— begin —

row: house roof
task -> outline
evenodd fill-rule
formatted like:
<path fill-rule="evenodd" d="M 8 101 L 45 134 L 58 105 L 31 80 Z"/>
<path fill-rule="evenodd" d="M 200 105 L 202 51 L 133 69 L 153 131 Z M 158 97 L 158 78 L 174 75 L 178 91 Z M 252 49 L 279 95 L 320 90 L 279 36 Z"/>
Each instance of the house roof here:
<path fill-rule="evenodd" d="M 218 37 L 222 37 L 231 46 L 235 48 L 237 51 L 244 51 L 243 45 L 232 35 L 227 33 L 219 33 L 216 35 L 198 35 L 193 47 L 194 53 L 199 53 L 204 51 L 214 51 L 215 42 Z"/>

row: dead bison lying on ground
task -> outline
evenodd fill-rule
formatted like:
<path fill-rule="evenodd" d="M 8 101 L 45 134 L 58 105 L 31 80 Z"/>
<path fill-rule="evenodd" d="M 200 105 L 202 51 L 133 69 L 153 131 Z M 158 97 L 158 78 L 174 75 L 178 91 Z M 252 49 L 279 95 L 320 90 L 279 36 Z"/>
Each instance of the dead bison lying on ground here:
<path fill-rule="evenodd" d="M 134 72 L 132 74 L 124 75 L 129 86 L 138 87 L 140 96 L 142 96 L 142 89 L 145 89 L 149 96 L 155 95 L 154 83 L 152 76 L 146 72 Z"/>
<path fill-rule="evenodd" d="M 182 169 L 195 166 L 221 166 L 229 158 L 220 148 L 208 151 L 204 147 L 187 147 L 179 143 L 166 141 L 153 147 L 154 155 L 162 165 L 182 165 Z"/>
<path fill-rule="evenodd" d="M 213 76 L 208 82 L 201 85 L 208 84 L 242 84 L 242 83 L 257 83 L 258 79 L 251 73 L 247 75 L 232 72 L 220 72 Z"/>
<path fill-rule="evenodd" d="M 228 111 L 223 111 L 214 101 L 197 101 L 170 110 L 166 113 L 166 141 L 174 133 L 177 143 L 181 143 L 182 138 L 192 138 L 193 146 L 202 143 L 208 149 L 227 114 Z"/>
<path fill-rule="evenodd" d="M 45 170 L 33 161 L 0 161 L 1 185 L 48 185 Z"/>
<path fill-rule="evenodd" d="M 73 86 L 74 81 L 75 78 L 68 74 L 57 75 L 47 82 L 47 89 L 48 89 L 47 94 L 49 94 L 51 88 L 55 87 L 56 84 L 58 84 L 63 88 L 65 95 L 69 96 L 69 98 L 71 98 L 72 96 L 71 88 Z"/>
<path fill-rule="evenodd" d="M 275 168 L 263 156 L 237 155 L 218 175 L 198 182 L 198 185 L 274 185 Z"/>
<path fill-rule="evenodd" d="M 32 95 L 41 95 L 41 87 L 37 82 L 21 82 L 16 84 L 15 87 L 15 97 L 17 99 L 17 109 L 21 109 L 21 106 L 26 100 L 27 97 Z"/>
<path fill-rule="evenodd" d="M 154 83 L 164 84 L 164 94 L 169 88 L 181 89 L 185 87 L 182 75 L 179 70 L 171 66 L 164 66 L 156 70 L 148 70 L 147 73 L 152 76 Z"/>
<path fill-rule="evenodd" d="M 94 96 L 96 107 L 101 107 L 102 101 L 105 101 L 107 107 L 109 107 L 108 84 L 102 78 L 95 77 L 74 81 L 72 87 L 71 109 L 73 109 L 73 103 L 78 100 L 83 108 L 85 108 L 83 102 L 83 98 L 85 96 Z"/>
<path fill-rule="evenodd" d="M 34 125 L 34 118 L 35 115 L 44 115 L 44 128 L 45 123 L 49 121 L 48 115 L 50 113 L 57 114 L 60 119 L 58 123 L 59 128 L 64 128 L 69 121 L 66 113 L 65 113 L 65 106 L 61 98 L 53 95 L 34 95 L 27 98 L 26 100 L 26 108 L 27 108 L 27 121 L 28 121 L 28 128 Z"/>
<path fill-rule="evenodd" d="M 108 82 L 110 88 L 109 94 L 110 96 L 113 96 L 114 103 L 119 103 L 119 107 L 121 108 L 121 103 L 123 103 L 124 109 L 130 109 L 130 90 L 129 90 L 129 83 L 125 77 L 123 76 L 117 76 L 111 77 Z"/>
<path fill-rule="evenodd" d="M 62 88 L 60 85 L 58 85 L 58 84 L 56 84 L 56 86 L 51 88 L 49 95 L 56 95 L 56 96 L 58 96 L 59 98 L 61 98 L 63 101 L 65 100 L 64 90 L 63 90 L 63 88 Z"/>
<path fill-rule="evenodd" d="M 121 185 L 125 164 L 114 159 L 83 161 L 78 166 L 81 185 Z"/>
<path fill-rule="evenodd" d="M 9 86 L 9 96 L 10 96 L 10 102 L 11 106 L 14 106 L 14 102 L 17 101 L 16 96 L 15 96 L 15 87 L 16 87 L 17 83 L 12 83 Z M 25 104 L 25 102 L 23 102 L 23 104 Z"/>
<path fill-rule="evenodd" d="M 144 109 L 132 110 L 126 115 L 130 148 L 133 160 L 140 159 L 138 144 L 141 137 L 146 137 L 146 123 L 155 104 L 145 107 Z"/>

— end —

# What is being asked
Reproduce the listing above in full, changing every occurrence of "outline" to "trace" and leaving all other text untouched.

# The reply
row: house roof
task -> trace
evenodd fill-rule
formatted like:
<path fill-rule="evenodd" d="M 8 101 L 45 134 L 58 105 L 31 80 Z"/>
<path fill-rule="evenodd" d="M 200 105 L 202 51 L 133 69 L 153 131 Z M 158 97 L 158 78 L 174 75 L 178 91 Z M 252 49 L 279 95 L 320 90 L 279 36 Z"/>
Each instance of the house roof here:
<path fill-rule="evenodd" d="M 218 37 L 222 37 L 231 46 L 235 48 L 237 51 L 244 51 L 243 45 L 232 35 L 227 33 L 219 33 L 216 35 L 198 35 L 193 47 L 194 53 L 199 53 L 204 51 L 214 51 L 215 42 Z"/>

row: dead bison lying on ground
task -> trace
evenodd fill-rule
formatted like:
<path fill-rule="evenodd" d="M 8 101 L 45 134 L 58 105 L 31 80 Z"/>
<path fill-rule="evenodd" d="M 200 105 L 202 51 L 133 69 L 153 131 Z M 158 97 L 158 78 L 174 75 L 178 91 Z M 252 49 L 279 95 L 320 90 L 279 36 Z"/>
Each instance of the dead bison lying on ground here:
<path fill-rule="evenodd" d="M 134 72 L 132 74 L 124 75 L 129 86 L 138 87 L 140 96 L 142 96 L 142 89 L 145 89 L 149 96 L 155 95 L 154 83 L 152 76 L 146 72 Z"/>
<path fill-rule="evenodd" d="M 182 169 L 195 166 L 221 166 L 229 158 L 220 148 L 208 151 L 204 147 L 187 147 L 179 143 L 166 141 L 153 147 L 154 155 L 162 165 L 182 165 Z"/>
<path fill-rule="evenodd" d="M 213 76 L 208 82 L 201 85 L 208 84 L 242 84 L 242 83 L 257 83 L 258 79 L 251 73 L 247 75 L 232 72 L 220 72 Z"/>
<path fill-rule="evenodd" d="M 228 111 L 223 111 L 214 101 L 197 101 L 170 110 L 166 113 L 166 141 L 174 133 L 177 143 L 181 143 L 182 138 L 192 138 L 193 146 L 202 143 L 208 149 L 227 114 Z"/>
<path fill-rule="evenodd" d="M 45 170 L 33 161 L 0 161 L 1 185 L 48 185 Z"/>
<path fill-rule="evenodd" d="M 73 86 L 74 81 L 75 78 L 68 74 L 57 75 L 47 82 L 47 89 L 48 89 L 47 94 L 49 94 L 51 88 L 55 87 L 56 84 L 58 84 L 63 88 L 65 95 L 69 96 L 69 98 L 71 98 L 72 96 L 71 88 Z"/>
<path fill-rule="evenodd" d="M 275 168 L 263 156 L 237 155 L 218 175 L 198 182 L 198 185 L 274 185 Z"/>
<path fill-rule="evenodd" d="M 32 95 L 41 95 L 41 87 L 37 82 L 21 82 L 16 84 L 15 87 L 15 97 L 17 99 L 17 109 L 21 109 L 21 106 L 26 100 L 27 97 Z"/>
<path fill-rule="evenodd" d="M 154 83 L 164 84 L 164 94 L 169 88 L 181 89 L 185 87 L 182 75 L 179 70 L 171 66 L 164 66 L 156 70 L 148 70 L 147 73 L 152 76 Z"/>
<path fill-rule="evenodd" d="M 94 96 L 96 107 L 101 107 L 102 101 L 105 101 L 107 107 L 109 107 L 108 84 L 102 78 L 95 77 L 74 81 L 72 87 L 71 109 L 73 109 L 73 103 L 78 100 L 83 108 L 85 108 L 83 102 L 83 98 L 85 96 Z"/>
<path fill-rule="evenodd" d="M 34 125 L 34 118 L 35 115 L 44 115 L 44 128 L 45 123 L 49 121 L 48 115 L 50 113 L 57 114 L 60 119 L 58 123 L 59 128 L 64 128 L 69 121 L 66 113 L 65 113 L 65 106 L 61 98 L 53 95 L 34 95 L 27 98 L 26 100 L 26 108 L 27 108 L 27 121 L 28 121 L 28 128 Z"/>
<path fill-rule="evenodd" d="M 108 82 L 110 88 L 109 94 L 110 96 L 113 96 L 114 103 L 119 103 L 119 107 L 121 108 L 121 103 L 123 103 L 124 109 L 130 109 L 130 90 L 129 90 L 129 83 L 125 77 L 123 76 L 117 76 L 111 77 Z"/>
<path fill-rule="evenodd" d="M 62 88 L 60 85 L 58 85 L 58 84 L 56 84 L 56 86 L 51 88 L 49 95 L 56 95 L 56 96 L 58 96 L 59 98 L 61 98 L 63 101 L 65 100 L 64 90 L 63 90 L 63 88 Z"/>
<path fill-rule="evenodd" d="M 121 185 L 125 164 L 114 159 L 83 161 L 78 166 L 81 185 Z"/>
<path fill-rule="evenodd" d="M 9 86 L 9 96 L 10 96 L 10 102 L 11 106 L 14 106 L 14 102 L 17 101 L 16 96 L 15 96 L 15 87 L 16 87 L 17 83 L 12 83 Z M 25 104 L 25 102 L 23 102 L 23 104 Z"/>
<path fill-rule="evenodd" d="M 144 109 L 132 110 L 126 115 L 130 148 L 133 160 L 140 159 L 138 144 L 141 137 L 146 137 L 146 123 L 155 104 L 145 107 Z"/>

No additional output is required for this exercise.